The data follows this line. Copy verbatim the line with "of the white" and each line after it to the end.

(Point annotation records)
---+---
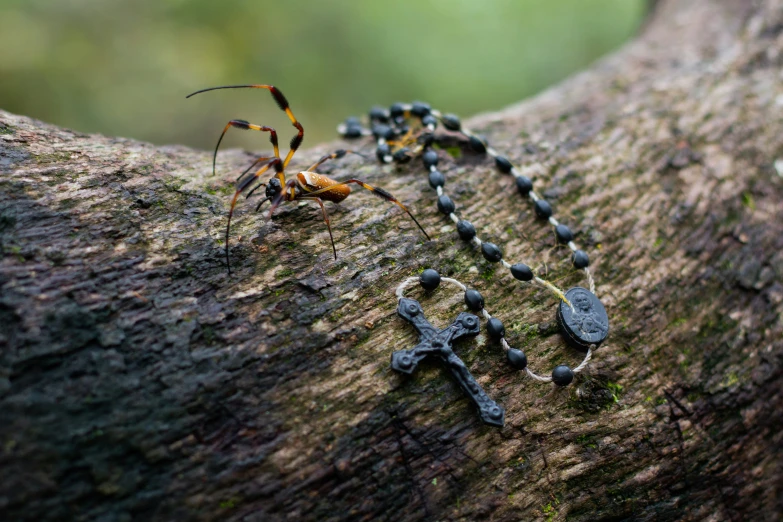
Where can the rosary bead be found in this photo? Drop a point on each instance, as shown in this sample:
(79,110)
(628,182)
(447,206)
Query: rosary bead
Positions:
(491,252)
(543,209)
(352,131)
(495,328)
(430,158)
(420,109)
(429,279)
(478,144)
(426,138)
(563,234)
(474,300)
(382,151)
(503,165)
(466,230)
(580,259)
(401,156)
(396,110)
(436,179)
(524,185)
(379,114)
(451,122)
(429,120)
(562,375)
(445,204)
(517,358)
(522,272)
(381,130)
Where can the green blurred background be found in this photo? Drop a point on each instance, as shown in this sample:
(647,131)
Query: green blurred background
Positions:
(123,67)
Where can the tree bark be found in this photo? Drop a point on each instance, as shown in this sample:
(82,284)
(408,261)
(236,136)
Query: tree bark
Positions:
(139,382)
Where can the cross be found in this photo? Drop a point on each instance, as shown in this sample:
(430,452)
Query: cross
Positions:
(438,343)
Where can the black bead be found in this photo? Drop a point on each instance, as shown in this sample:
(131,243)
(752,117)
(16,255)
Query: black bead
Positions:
(562,375)
(474,300)
(478,144)
(426,138)
(495,328)
(580,259)
(543,209)
(503,165)
(429,120)
(436,179)
(563,234)
(491,252)
(451,122)
(382,151)
(429,279)
(396,110)
(517,358)
(352,131)
(420,109)
(401,156)
(379,114)
(522,272)
(430,158)
(381,130)
(466,230)
(524,185)
(445,204)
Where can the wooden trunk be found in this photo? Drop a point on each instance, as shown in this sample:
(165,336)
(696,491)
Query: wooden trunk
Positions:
(139,382)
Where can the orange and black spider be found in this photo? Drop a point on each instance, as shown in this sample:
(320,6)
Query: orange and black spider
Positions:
(305,185)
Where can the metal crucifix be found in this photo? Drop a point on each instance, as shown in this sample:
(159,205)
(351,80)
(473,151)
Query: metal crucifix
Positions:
(438,343)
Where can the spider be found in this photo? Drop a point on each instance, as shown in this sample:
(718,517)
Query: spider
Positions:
(306,185)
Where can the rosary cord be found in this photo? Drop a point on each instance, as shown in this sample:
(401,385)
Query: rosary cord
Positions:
(524,184)
(400,292)
(476,241)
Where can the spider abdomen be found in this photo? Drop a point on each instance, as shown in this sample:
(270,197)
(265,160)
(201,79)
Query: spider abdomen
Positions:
(310,182)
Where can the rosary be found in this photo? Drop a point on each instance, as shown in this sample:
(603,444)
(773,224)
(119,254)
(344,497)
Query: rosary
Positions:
(405,131)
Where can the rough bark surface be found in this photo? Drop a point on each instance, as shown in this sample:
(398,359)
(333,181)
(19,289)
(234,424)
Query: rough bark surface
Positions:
(139,382)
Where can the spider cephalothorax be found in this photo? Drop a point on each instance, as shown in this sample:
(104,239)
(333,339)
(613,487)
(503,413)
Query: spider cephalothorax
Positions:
(305,185)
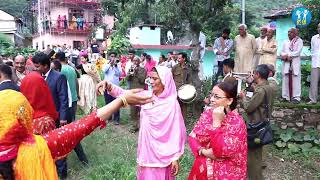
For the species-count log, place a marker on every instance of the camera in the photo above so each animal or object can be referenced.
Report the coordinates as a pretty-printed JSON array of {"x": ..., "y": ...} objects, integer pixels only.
[{"x": 131, "y": 70}]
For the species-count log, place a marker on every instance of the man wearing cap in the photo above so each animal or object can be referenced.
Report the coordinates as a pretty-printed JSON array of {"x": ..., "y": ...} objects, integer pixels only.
[
  {"x": 19, "y": 71},
  {"x": 245, "y": 48},
  {"x": 269, "y": 49},
  {"x": 259, "y": 41},
  {"x": 315, "y": 64},
  {"x": 291, "y": 67}
]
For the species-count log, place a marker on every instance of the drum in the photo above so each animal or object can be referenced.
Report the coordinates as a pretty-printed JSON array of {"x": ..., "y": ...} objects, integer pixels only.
[{"x": 187, "y": 93}]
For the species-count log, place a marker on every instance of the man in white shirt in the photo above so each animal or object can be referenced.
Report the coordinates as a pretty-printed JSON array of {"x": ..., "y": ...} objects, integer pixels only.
[
  {"x": 202, "y": 43},
  {"x": 222, "y": 48},
  {"x": 259, "y": 42},
  {"x": 291, "y": 66},
  {"x": 131, "y": 55},
  {"x": 315, "y": 64}
]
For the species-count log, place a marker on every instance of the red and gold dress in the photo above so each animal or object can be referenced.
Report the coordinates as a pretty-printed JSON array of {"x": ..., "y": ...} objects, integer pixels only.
[
  {"x": 34, "y": 155},
  {"x": 229, "y": 146}
]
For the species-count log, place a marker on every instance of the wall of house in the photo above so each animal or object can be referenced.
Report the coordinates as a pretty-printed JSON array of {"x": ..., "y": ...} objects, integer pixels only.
[
  {"x": 60, "y": 10},
  {"x": 55, "y": 39},
  {"x": 209, "y": 58},
  {"x": 145, "y": 36},
  {"x": 7, "y": 22},
  {"x": 283, "y": 26}
]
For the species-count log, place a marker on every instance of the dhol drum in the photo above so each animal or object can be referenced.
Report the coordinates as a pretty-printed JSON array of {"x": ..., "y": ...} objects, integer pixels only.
[{"x": 187, "y": 93}]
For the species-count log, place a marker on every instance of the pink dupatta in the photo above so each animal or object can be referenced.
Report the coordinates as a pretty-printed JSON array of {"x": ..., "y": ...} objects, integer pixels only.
[{"x": 162, "y": 132}]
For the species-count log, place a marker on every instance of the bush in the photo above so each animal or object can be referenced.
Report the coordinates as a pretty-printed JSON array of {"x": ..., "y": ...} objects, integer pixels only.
[{"x": 120, "y": 44}]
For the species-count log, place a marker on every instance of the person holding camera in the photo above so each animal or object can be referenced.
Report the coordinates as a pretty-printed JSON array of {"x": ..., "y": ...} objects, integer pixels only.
[
  {"x": 112, "y": 72},
  {"x": 136, "y": 76},
  {"x": 255, "y": 107}
]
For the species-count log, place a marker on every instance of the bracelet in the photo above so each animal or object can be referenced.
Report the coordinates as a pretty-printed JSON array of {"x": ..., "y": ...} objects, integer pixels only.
[
  {"x": 200, "y": 151},
  {"x": 124, "y": 101},
  {"x": 109, "y": 87}
]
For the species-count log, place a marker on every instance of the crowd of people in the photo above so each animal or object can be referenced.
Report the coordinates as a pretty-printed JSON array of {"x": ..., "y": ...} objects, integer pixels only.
[{"x": 40, "y": 96}]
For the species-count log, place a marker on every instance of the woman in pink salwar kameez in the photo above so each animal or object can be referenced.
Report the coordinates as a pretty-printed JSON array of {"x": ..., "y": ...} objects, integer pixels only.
[
  {"x": 162, "y": 131},
  {"x": 219, "y": 139}
]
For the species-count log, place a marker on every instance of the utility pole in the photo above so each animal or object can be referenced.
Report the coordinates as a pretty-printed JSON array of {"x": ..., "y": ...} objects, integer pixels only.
[{"x": 243, "y": 4}]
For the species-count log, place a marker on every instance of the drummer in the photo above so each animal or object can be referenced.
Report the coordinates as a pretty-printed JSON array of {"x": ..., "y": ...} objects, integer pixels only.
[
  {"x": 182, "y": 75},
  {"x": 228, "y": 65}
]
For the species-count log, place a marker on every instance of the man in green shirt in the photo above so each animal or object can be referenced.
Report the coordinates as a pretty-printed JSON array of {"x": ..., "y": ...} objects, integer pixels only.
[
  {"x": 255, "y": 108},
  {"x": 72, "y": 80}
]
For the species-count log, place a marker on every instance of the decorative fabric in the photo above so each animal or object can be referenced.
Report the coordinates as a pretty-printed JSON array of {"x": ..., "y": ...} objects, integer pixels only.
[
  {"x": 162, "y": 131},
  {"x": 34, "y": 156},
  {"x": 87, "y": 93},
  {"x": 43, "y": 125},
  {"x": 229, "y": 145},
  {"x": 36, "y": 90},
  {"x": 63, "y": 140}
]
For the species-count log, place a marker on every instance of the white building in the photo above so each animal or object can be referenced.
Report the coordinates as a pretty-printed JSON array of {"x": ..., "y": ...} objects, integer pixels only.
[
  {"x": 12, "y": 27},
  {"x": 145, "y": 35}
]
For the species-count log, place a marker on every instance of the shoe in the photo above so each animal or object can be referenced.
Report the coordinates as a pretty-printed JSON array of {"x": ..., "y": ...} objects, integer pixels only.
---+---
* RESULT BELOW *
For the species-count log, place a marker on every instance of the white building in the photo above so each animal or object can be referenced.
Report the coordinates as a pretty-printed JSON array of {"x": ..., "y": ...} objects, integer pixels only.
[
  {"x": 12, "y": 27},
  {"x": 145, "y": 35}
]
For the species-count log, place a marker on every instance of the shoe in the photo above so each animal or object can be referenced.
Report the coordinates as a pretty-printed JSON array of {"x": ..., "y": ...} objects, integer pixels only.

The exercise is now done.